- _GOAL_:
Copy out, word for word, the part of the lines below that opens with the line containing "Indicate the balcony" and runs through the final line.

━━━ THE INPUT ━━━

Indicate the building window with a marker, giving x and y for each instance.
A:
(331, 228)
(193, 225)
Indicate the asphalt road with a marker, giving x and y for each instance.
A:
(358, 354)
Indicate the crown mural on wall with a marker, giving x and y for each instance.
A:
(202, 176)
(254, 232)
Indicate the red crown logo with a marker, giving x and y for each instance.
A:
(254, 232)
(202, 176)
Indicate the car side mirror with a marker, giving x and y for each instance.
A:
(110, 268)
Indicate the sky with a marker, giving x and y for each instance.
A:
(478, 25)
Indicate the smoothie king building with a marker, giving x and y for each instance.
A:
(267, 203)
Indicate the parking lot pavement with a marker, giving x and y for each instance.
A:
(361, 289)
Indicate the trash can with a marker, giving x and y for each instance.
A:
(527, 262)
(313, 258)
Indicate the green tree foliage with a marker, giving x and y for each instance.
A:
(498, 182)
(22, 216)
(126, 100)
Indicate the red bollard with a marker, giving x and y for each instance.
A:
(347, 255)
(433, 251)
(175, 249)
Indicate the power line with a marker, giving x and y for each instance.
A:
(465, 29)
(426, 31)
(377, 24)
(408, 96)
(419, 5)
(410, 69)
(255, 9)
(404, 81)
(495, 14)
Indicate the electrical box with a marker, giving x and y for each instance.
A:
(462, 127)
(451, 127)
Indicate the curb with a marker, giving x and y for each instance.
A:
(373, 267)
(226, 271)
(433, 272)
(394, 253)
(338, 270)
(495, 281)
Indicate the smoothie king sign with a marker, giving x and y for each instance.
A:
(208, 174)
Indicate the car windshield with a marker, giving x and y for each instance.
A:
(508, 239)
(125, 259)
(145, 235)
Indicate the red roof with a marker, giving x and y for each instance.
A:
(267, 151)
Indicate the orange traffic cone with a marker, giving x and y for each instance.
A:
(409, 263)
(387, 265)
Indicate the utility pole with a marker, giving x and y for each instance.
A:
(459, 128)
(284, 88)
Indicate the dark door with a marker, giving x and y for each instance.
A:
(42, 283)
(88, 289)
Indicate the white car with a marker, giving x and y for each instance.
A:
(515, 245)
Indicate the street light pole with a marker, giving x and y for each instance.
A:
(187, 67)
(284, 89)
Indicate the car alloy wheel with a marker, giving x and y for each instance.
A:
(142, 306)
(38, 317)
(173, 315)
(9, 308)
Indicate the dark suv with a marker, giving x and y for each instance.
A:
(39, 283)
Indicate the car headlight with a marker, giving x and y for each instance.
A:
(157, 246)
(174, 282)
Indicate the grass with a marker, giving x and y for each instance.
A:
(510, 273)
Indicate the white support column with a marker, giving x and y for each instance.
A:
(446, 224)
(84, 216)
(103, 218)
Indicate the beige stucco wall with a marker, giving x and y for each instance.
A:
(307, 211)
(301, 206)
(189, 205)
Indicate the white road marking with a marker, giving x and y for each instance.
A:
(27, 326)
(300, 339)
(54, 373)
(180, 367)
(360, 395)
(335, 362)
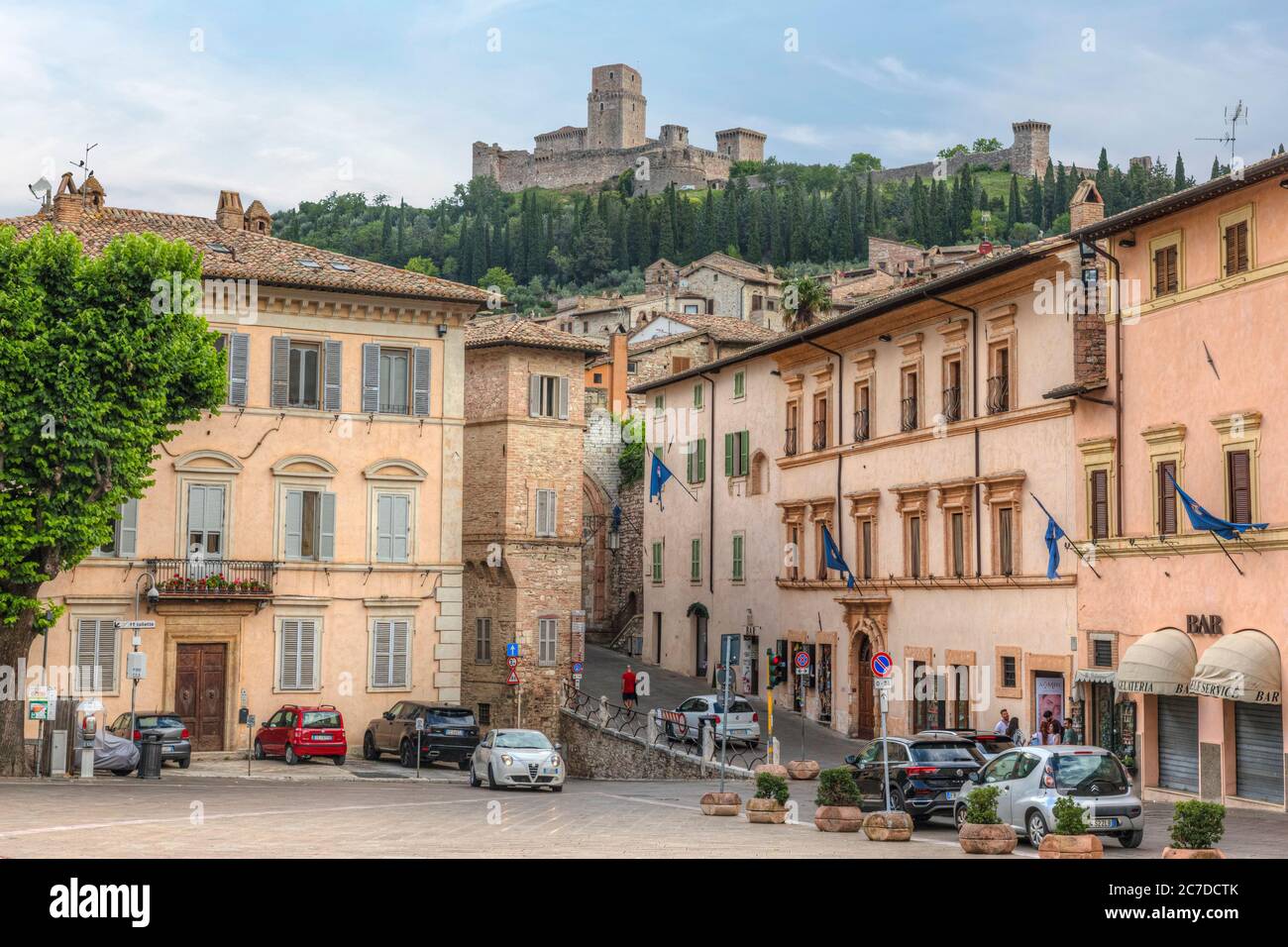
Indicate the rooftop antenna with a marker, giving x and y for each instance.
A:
(1233, 118)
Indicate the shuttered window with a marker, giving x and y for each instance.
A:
(389, 652)
(297, 655)
(95, 656)
(1239, 478)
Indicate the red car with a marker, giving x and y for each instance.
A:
(297, 733)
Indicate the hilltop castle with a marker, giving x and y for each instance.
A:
(614, 141)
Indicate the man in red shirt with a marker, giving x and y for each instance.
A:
(629, 688)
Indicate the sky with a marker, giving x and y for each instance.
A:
(290, 101)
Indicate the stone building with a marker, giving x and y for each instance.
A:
(614, 140)
(522, 517)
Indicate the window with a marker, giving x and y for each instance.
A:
(548, 513)
(309, 525)
(95, 655)
(393, 527)
(389, 652)
(548, 639)
(297, 665)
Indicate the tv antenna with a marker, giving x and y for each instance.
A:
(1233, 118)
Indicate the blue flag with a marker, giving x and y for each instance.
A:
(833, 560)
(1202, 519)
(658, 475)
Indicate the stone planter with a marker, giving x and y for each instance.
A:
(720, 804)
(888, 826)
(769, 810)
(1070, 847)
(987, 839)
(803, 770)
(838, 818)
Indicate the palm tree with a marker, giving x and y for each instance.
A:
(805, 300)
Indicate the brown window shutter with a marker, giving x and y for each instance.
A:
(1240, 486)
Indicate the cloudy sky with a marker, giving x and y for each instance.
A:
(290, 101)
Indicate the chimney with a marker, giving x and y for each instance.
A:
(230, 213)
(1087, 206)
(68, 204)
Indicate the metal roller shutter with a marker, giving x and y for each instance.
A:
(1258, 751)
(1179, 742)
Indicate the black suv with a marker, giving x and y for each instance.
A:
(450, 733)
(926, 774)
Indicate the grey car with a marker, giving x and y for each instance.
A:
(1030, 779)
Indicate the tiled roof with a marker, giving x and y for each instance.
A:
(484, 333)
(252, 256)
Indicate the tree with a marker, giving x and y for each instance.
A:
(98, 365)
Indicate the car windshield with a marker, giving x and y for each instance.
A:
(522, 740)
(945, 753)
(322, 720)
(1077, 772)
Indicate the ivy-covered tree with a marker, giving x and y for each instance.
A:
(97, 368)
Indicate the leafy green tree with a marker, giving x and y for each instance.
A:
(98, 367)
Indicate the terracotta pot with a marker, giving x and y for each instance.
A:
(1070, 847)
(721, 804)
(767, 810)
(838, 818)
(888, 826)
(803, 770)
(1193, 853)
(987, 840)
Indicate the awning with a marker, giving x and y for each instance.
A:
(1160, 663)
(1243, 667)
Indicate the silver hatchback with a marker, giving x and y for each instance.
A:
(1031, 777)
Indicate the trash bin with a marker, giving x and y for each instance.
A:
(150, 757)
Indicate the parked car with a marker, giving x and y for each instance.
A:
(450, 733)
(175, 744)
(516, 758)
(741, 724)
(1031, 777)
(299, 733)
(986, 741)
(926, 774)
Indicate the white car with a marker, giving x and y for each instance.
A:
(741, 724)
(518, 758)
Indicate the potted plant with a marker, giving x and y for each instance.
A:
(837, 801)
(1070, 838)
(769, 804)
(1197, 827)
(983, 832)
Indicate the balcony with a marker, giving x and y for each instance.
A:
(999, 394)
(213, 579)
(862, 427)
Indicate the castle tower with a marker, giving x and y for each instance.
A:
(1031, 147)
(614, 108)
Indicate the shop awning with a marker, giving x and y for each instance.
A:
(1243, 667)
(1160, 663)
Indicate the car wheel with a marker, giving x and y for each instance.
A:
(1037, 828)
(1132, 839)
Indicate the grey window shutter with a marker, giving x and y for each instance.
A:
(239, 368)
(281, 371)
(326, 531)
(294, 517)
(333, 369)
(370, 377)
(420, 381)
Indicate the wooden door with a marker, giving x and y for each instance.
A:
(200, 693)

━━━

- _THE ANSWER_:
Indicate the balcony with a marker, giving x and y for each instance.
A:
(999, 394)
(213, 579)
(862, 427)
Indicate the castle tower with a marker, giving x and y for each instance.
A:
(1031, 147)
(614, 108)
Indicate the shop awning with a marker, giving x and y for each instance.
A:
(1243, 667)
(1160, 663)
Indicate the car wheel with a marker, giving x and y for each instance.
A:
(1037, 828)
(1132, 839)
Indicate the grey window shutter with a marker, giving x and y for each instance.
A:
(239, 368)
(281, 371)
(326, 531)
(294, 517)
(333, 369)
(370, 377)
(420, 381)
Indicate the wooden door with a marker, giving x and y for each instance.
A:
(200, 693)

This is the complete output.